- **Required work**:
Please go through the records below and return every line holding the word "mule".

Stored entries
┌────────

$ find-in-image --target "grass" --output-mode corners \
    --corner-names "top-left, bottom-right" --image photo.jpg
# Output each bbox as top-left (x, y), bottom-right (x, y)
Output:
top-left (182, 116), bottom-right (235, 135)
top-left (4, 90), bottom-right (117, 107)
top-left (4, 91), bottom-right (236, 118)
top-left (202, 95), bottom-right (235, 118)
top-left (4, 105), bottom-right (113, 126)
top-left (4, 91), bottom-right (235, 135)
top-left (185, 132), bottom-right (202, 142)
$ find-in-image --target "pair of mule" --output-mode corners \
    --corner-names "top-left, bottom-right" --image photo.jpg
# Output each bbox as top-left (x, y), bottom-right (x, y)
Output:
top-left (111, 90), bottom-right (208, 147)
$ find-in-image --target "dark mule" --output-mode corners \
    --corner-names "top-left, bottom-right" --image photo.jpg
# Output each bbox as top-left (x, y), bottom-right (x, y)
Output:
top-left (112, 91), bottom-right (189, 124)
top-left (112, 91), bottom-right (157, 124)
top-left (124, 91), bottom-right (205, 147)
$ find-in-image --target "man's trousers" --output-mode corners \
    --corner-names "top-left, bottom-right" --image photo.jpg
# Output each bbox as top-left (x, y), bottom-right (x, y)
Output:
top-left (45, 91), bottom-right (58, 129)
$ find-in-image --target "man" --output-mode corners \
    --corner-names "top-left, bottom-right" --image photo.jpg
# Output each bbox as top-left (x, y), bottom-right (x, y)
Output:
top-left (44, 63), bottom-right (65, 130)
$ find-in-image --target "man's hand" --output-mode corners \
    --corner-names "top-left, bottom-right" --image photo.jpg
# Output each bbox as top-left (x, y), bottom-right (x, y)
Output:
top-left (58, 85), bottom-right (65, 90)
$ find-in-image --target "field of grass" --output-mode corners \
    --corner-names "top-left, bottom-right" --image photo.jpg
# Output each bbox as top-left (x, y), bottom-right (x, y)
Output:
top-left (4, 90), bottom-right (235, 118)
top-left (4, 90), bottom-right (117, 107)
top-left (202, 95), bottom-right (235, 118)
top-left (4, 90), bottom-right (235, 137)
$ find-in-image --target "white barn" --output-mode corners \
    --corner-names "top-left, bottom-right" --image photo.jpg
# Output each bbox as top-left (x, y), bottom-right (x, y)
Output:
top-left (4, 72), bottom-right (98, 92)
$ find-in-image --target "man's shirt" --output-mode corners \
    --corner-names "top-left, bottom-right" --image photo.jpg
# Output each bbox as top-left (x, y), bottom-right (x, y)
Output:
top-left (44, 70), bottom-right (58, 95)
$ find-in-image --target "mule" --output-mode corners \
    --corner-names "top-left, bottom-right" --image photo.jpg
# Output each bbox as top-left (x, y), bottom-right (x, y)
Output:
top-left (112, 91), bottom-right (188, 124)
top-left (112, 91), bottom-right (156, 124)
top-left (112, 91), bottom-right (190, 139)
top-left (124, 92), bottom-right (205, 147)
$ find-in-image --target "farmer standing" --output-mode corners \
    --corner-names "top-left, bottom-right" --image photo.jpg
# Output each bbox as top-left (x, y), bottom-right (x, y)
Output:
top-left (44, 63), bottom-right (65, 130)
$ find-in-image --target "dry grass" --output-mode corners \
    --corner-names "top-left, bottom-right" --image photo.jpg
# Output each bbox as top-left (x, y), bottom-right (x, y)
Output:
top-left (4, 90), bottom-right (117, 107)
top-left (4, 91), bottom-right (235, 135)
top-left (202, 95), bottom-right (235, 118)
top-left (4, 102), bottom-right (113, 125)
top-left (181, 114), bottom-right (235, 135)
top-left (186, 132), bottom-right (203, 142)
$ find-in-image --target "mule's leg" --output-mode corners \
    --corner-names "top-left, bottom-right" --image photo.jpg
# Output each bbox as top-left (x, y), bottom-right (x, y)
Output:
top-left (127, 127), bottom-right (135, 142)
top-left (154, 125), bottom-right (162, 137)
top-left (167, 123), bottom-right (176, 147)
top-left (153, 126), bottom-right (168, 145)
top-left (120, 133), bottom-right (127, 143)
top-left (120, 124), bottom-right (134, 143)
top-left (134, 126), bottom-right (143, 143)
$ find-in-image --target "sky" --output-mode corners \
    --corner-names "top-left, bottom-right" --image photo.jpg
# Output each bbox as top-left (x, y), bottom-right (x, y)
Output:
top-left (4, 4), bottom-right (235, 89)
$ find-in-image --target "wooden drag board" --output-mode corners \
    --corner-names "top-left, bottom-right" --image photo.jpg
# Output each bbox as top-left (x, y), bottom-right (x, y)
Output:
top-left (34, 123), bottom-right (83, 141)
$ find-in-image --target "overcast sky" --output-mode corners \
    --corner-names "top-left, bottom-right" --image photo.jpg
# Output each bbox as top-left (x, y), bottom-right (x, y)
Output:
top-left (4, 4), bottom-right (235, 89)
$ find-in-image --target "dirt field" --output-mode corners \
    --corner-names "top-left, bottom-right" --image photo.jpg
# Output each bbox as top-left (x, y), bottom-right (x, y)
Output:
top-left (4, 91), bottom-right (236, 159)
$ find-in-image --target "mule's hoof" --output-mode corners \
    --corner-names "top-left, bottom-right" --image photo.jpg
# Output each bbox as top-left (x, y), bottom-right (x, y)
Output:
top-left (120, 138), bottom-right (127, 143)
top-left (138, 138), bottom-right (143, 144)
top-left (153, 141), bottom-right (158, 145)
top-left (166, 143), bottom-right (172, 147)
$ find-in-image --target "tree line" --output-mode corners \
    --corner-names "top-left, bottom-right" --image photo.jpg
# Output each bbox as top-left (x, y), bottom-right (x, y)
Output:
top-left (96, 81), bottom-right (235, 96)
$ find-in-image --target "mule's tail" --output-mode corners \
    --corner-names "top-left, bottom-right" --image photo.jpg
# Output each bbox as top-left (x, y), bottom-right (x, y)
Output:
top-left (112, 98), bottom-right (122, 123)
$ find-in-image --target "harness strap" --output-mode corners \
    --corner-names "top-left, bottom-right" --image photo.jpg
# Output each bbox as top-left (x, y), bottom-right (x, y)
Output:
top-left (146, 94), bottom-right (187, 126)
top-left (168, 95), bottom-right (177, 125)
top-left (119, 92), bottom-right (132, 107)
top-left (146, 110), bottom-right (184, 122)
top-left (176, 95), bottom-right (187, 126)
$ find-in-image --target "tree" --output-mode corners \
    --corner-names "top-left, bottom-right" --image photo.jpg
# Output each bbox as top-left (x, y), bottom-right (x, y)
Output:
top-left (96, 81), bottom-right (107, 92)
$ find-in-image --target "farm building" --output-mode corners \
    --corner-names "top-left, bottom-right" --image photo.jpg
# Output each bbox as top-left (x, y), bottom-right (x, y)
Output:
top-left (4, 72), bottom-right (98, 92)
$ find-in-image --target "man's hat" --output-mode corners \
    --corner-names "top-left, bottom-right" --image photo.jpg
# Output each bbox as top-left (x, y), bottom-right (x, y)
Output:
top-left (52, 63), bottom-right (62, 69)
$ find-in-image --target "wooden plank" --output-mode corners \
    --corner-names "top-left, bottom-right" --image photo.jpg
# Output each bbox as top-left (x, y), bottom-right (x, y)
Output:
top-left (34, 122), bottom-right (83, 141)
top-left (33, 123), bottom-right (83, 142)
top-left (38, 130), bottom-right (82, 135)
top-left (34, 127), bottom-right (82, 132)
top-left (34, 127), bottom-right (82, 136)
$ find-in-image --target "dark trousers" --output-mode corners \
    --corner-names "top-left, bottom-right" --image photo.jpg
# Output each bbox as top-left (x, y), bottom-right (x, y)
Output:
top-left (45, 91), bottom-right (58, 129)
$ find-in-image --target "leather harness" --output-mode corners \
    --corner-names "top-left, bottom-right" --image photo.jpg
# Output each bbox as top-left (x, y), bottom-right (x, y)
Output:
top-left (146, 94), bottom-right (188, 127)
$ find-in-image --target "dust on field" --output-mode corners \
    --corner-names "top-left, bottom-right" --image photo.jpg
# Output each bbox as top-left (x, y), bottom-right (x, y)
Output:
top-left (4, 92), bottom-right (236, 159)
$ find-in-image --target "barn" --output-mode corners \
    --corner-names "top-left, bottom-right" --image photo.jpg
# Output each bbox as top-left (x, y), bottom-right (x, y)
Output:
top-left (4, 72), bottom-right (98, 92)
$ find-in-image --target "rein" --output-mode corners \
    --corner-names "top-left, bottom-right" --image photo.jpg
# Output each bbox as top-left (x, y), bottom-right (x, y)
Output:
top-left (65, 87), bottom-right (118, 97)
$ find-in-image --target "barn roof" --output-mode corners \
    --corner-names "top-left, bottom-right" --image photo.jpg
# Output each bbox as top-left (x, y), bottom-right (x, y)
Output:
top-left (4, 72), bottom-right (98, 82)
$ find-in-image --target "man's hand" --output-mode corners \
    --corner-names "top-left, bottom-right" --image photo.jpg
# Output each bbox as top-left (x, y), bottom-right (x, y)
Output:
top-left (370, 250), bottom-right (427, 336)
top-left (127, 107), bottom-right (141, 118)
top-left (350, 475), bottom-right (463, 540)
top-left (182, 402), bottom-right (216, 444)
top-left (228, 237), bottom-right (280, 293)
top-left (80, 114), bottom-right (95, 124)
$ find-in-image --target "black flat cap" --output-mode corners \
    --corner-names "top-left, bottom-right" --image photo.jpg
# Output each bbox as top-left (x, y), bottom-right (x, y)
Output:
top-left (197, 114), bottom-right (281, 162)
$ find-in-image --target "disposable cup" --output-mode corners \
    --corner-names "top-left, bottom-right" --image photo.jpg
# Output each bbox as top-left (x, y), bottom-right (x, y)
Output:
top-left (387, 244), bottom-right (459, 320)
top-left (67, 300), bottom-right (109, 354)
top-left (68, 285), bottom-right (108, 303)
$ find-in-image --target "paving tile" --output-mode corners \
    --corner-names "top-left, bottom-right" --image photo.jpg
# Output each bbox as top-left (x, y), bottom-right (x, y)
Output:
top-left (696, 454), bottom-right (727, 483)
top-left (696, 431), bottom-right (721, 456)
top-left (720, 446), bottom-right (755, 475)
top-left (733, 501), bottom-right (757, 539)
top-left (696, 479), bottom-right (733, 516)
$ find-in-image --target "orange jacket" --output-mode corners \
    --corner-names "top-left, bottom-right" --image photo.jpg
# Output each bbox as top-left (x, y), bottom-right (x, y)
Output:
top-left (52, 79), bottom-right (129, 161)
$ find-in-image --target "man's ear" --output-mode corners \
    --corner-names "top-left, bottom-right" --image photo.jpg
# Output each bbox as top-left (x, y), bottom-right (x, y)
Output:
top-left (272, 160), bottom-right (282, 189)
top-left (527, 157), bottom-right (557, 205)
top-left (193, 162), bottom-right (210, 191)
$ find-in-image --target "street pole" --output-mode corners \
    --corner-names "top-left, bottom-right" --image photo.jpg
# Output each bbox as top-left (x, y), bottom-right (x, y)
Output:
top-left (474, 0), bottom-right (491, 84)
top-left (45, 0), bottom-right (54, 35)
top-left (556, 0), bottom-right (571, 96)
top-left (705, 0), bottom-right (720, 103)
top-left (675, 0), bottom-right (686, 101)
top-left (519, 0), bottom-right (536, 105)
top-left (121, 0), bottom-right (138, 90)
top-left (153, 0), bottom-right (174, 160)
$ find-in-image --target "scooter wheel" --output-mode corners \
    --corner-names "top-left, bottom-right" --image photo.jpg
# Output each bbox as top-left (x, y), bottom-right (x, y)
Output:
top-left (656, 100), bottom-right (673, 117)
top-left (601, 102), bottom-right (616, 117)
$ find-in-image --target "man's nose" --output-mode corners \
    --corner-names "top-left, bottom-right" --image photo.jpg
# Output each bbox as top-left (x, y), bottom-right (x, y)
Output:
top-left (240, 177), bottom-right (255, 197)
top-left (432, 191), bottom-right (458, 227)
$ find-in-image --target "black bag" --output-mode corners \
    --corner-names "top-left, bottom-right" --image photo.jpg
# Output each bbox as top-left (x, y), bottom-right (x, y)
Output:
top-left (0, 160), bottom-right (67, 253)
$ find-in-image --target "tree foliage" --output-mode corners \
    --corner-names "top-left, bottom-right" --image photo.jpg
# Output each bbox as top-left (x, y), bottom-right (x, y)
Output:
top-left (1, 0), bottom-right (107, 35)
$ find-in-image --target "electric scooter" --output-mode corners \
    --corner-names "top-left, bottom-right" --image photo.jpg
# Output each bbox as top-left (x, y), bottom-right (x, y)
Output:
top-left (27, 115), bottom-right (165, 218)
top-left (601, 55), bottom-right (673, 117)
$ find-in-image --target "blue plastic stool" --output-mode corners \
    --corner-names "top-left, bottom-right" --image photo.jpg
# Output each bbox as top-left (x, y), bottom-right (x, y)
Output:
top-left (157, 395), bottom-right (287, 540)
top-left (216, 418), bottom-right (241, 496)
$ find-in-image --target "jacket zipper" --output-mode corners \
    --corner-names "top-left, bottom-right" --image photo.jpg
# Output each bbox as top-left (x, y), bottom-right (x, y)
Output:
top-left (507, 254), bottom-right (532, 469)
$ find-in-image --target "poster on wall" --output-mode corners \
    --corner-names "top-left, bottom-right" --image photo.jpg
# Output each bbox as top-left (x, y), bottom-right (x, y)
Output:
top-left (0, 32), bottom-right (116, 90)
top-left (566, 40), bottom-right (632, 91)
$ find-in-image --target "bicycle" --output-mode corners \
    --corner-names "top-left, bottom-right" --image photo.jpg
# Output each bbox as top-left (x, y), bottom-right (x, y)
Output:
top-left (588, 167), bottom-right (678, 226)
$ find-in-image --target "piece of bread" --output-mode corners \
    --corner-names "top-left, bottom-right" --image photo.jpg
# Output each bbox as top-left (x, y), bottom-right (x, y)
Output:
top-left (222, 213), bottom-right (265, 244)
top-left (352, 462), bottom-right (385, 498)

└────────

- **Your solution**:
$ find-in-image --target "pair of mule" --output-mode corners \
$ find-in-image --target "dark mule" --output-mode corners \
$ find-in-image --target "mule" --output-mode corners \
$ find-in-image --target "mule's leg" --output-mode corners \
$ find-in-image --target "mule's hoof" --output-mode corners \
$ find-in-image --target "mule's tail" --output-mode corners \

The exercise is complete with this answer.